# 1964 schwinn collegiate



## schwinnguyinohio (Oct 24, 2016)

This was with some other bikes I picked up 5 speed original including tires


----------



## Schwinn499 (Oct 24, 2016)

One of these in Coppertone is one of my grail bikes. Love the hat and ring decals with the painted fenders.


----------



## Eric Amlie (Oct 24, 2016)

The '64 models(first year) seem to be kind of rare. They're different than the later models. I have a '65 in Sky Blue.
I can see where the '64 could be a grail bike.


----------



## Metacortex (Oct 24, 2016)

Eric Amlie said:


> The '64 models(first year) seem to be kind of rare. They're different than the later models...



What are the differences? I haven't done any research on these and would be very interested to know, thanks!


----------



## schwinnguyinohio (Oct 24, 2016)

It's funny I almost didn't buy it then I saw that it was a 64 so grabbed it for 25 bucks , didn't realize it was the first year .


----------



## GTs58 (Oct 24, 2016)

I'd be interested in the bars, chain ring, shifter and derailleur if you part it. .......


----------



## Eric Amlie (Oct 25, 2016)

Metacortex said:


> What are the differences? I haven't done any research on these and would be very interested to know, thanks!



The '64 Collegiate looked essentially like the Racer model with the RWB color bands on the top & down tubes, the hat in ring panel decal on the seat tube, model name on the chain guard, and painted fenders.


 

For '65 the style was changed to be more like the Traveler. The name moved to the down tube, no color bands or seat tube panel decal, The chain guard got the enlongated star, and the fenders were chromed. Below is my '65 ,model. It's been modified with a Traveler chain guard, 27" wheels, wider handlebar, and 6 speed freewheel, but you see the basic changes that were made.


----------



## Eric Amlie (Oct 25, 2016)

Here is Cody's grail Collegiate. Not my bike. Just a photo that I saved from somewhere.


----------



## schwinnguyinohio (Oct 25, 2016)

I'm going to keep this one,its the only light weight I have.


----------
──────────
In the thread on the 1964 Schwinn Collegiate, what was done to the fenders on the '65 model? The data after this point have no connection to the thread above.

• MATERIAL PROVIDED:
──────────
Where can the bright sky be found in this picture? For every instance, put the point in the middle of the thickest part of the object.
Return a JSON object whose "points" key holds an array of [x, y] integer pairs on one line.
──────────
• SOLUTION FOR THIS EXERCISE:
They were chromed.